YOUR GOAL => Copy out these lines word for word.

(Pointing dataset records)
>> start

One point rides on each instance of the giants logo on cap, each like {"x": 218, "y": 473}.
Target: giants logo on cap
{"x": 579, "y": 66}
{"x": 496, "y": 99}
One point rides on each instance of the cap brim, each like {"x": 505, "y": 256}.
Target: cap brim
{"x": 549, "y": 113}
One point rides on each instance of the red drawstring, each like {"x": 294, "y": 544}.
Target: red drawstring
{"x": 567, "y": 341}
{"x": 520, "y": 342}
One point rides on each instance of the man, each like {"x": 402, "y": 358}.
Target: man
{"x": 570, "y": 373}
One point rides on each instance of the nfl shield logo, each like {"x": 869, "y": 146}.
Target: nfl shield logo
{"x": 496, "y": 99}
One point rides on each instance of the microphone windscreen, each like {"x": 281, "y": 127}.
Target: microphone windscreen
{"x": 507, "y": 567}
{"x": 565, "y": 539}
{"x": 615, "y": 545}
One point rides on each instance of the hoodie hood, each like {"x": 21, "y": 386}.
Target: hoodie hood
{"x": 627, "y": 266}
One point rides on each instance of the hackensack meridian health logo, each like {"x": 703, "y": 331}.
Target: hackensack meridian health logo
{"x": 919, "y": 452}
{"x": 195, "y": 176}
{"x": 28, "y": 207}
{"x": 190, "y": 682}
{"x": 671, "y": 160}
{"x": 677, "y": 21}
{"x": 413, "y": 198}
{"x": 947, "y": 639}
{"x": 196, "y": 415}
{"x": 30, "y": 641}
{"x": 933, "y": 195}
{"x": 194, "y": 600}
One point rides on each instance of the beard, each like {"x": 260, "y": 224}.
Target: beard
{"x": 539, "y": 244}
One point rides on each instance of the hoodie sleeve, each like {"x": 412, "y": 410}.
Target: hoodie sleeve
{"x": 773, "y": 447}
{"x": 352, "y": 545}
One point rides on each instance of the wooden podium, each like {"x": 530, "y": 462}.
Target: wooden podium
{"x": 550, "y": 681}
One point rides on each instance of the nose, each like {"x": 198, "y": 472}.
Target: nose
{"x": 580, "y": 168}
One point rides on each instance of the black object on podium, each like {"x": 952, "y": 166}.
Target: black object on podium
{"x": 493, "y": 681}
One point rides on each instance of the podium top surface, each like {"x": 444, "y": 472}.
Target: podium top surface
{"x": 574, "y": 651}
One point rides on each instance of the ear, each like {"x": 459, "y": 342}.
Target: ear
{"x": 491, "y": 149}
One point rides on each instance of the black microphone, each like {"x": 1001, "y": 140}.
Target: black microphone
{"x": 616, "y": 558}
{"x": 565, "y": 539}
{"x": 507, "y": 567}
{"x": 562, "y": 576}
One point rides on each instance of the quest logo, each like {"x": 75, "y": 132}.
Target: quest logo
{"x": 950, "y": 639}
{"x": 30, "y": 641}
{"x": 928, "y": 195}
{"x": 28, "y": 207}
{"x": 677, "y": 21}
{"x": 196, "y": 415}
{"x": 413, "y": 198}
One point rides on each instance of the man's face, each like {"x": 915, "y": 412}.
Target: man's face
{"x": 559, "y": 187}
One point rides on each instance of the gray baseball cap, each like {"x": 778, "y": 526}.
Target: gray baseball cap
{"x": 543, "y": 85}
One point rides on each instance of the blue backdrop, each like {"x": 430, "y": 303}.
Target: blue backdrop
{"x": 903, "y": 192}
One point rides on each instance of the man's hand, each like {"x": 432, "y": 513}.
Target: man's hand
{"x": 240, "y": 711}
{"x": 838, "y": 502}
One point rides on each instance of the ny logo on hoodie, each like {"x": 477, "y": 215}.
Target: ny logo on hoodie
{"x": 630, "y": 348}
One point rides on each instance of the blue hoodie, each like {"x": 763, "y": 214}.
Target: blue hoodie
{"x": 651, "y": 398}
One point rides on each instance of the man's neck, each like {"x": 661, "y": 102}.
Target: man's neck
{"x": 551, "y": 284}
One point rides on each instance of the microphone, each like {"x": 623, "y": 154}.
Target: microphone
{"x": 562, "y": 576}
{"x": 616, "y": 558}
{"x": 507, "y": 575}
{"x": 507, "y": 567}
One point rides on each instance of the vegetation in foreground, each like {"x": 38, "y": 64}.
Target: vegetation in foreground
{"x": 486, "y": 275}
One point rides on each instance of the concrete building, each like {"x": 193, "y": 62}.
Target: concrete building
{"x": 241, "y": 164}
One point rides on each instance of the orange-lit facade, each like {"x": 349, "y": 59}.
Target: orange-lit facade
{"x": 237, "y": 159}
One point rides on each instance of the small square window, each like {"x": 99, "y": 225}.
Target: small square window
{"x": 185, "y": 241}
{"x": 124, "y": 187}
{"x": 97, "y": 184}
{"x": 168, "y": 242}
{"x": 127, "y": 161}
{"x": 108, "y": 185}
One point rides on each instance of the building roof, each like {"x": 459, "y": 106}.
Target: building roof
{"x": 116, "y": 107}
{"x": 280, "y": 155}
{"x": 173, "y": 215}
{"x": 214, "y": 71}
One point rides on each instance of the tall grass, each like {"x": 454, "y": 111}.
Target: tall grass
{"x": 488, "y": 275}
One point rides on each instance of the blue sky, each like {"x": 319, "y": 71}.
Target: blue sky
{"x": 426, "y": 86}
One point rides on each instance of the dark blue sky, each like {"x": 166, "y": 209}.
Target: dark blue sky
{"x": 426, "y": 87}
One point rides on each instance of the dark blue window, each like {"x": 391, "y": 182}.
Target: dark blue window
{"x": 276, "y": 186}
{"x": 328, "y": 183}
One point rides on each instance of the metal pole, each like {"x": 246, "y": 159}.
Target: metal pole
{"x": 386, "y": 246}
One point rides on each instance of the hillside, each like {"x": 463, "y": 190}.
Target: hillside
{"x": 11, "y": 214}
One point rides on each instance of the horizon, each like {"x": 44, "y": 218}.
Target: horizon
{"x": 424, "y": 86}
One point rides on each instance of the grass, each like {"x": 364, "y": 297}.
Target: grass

>> end

SOLUTION =>
One point rides on each instance of the giants logo on cap, each like {"x": 218, "y": 473}.
Target: giants logo on cap
{"x": 579, "y": 66}
{"x": 496, "y": 99}
One point rides on each instance of the cap brim, each like {"x": 505, "y": 256}.
Target: cap brim
{"x": 549, "y": 113}
One point rides on each instance of the red drawstring, each like {"x": 294, "y": 544}.
Target: red drawstring
{"x": 567, "y": 341}
{"x": 520, "y": 342}
One point rides on each instance of the man, each like {"x": 402, "y": 358}.
Target: man
{"x": 570, "y": 373}
One point rides on each instance of the nfl shield logo, each like {"x": 869, "y": 146}.
Target: nfl shield logo
{"x": 496, "y": 99}
One point rides on each instance of the microphone windscreen, each like {"x": 281, "y": 127}.
Target: microphone windscreen
{"x": 507, "y": 567}
{"x": 565, "y": 539}
{"x": 615, "y": 545}
One point rides on each instance of the hoodie hood, each like {"x": 21, "y": 386}.
Target: hoodie hood
{"x": 627, "y": 266}
One point rides on each instance of the hackensack meridian health logo, each like {"x": 703, "y": 331}.
Target: hackensack meridian health logo
{"x": 919, "y": 452}
{"x": 195, "y": 176}
{"x": 28, "y": 207}
{"x": 190, "y": 682}
{"x": 671, "y": 160}
{"x": 677, "y": 21}
{"x": 413, "y": 198}
{"x": 947, "y": 639}
{"x": 196, "y": 415}
{"x": 30, "y": 641}
{"x": 933, "y": 195}
{"x": 194, "y": 600}
One point rides on each instance of the beard, each like {"x": 260, "y": 224}.
Target: beard
{"x": 539, "y": 244}
One point rides on each instance of the hoodie sleeve, each like {"x": 412, "y": 410}.
Target: hoodie sleeve
{"x": 773, "y": 447}
{"x": 352, "y": 545}
One point rides on each instance of the wooden podium, each like {"x": 530, "y": 462}.
Target: wooden podium
{"x": 550, "y": 681}
One point rides on each instance of the nose, each like {"x": 198, "y": 472}.
Target: nose
{"x": 580, "y": 168}
One point rides on each instance of the black object on podium, each like {"x": 952, "y": 166}.
Target: black object on podium
{"x": 493, "y": 681}
One point rides on each instance of the podium top surface, each like {"x": 444, "y": 472}.
Target: podium top surface
{"x": 574, "y": 651}
One point rides on each instance of the ear, each like {"x": 459, "y": 342}.
Target: ear
{"x": 491, "y": 149}
One point rides on each instance of the black microphone, each like {"x": 1001, "y": 140}.
Target: black microphone
{"x": 616, "y": 558}
{"x": 565, "y": 539}
{"x": 507, "y": 567}
{"x": 562, "y": 576}
One point rides on each instance of the quest logo, each like {"x": 75, "y": 132}.
Target: quest logo
{"x": 950, "y": 639}
{"x": 30, "y": 641}
{"x": 928, "y": 195}
{"x": 28, "y": 207}
{"x": 677, "y": 21}
{"x": 196, "y": 415}
{"x": 413, "y": 198}
One point rides on each instance of the man's face, each like {"x": 915, "y": 412}.
Target: man's face
{"x": 559, "y": 187}
One point rides on each instance of the gray baseball cap, each like {"x": 778, "y": 526}.
Target: gray baseball cap
{"x": 543, "y": 85}
One point rides on each instance of the blue backdrop, each like {"x": 430, "y": 303}.
Target: blue backdrop
{"x": 903, "y": 192}
One point rides on each instance of the man's hand, each like {"x": 432, "y": 513}.
Target: man's hand
{"x": 240, "y": 711}
{"x": 838, "y": 502}
One point rides on each instance of the ny logo on hoodie, each like {"x": 477, "y": 215}.
Target: ny logo on hoodie
{"x": 630, "y": 348}
One point rides on each instance of the blue hoodie, each like {"x": 763, "y": 214}.
Target: blue hoodie
{"x": 651, "y": 398}
One point rides on each instance of the man's neck, each like {"x": 661, "y": 102}.
Target: man's neck
{"x": 551, "y": 284}
One point rides on each instance of the microphone, each like {"x": 623, "y": 154}.
Target: microphone
{"x": 562, "y": 576}
{"x": 616, "y": 558}
{"x": 507, "y": 575}
{"x": 507, "y": 567}
One point rides on each instance of the vegetation in foreground, each like {"x": 38, "y": 64}.
Target: vegetation in foreground
{"x": 486, "y": 275}
One point rides on each instance of the concrete building, each like {"x": 193, "y": 62}.
Target: concrete building
{"x": 241, "y": 164}
One point rides on each instance of the orange-lit facade, each like {"x": 349, "y": 59}.
Target: orange-lit facade
{"x": 237, "y": 159}
One point rides on each instance of the small square window, each like {"x": 99, "y": 225}.
Target: small square window
{"x": 185, "y": 241}
{"x": 124, "y": 187}
{"x": 97, "y": 184}
{"x": 168, "y": 242}
{"x": 127, "y": 161}
{"x": 108, "y": 185}
One point rides on each instance of the building roof, each like {"x": 459, "y": 106}.
Target: building roof
{"x": 116, "y": 107}
{"x": 280, "y": 155}
{"x": 173, "y": 215}
{"x": 214, "y": 71}
One point rides on each instance of the tall grass, each like {"x": 454, "y": 111}.
Target: tall grass
{"x": 488, "y": 275}
One point rides on each instance of the blue sky, each like {"x": 319, "y": 71}.
Target: blue sky
{"x": 426, "y": 86}
One point rides on each instance of the dark blue sky, each like {"x": 166, "y": 209}.
Target: dark blue sky
{"x": 426, "y": 87}
One point rides on each instance of the dark blue window, each like {"x": 391, "y": 182}.
Target: dark blue window
{"x": 276, "y": 186}
{"x": 328, "y": 183}
One point rides on each instance of the metal pole, each like {"x": 246, "y": 159}.
Target: metal pole
{"x": 386, "y": 246}
One point rides on each instance of the hillside, each like {"x": 463, "y": 190}.
Target: hillside
{"x": 11, "y": 214}
One point rides on each instance of the horizon, each like {"x": 44, "y": 218}.
Target: horizon
{"x": 424, "y": 86}
One point rides on each instance of the grass, each like {"x": 364, "y": 297}.
Target: grass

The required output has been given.